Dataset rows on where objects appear

--- START ---

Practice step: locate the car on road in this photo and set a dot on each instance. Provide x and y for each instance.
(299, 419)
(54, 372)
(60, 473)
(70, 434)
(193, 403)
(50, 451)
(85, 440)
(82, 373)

--- END ---

• WHAT IS NEEDED:
Echo these lines back word for word.

• THE RESPONSE:
Practice step: locate the car on road in this photo and set a dot on each instance. Provide x and y for each instance.
(299, 419)
(54, 372)
(60, 473)
(70, 434)
(193, 403)
(50, 451)
(85, 440)
(82, 373)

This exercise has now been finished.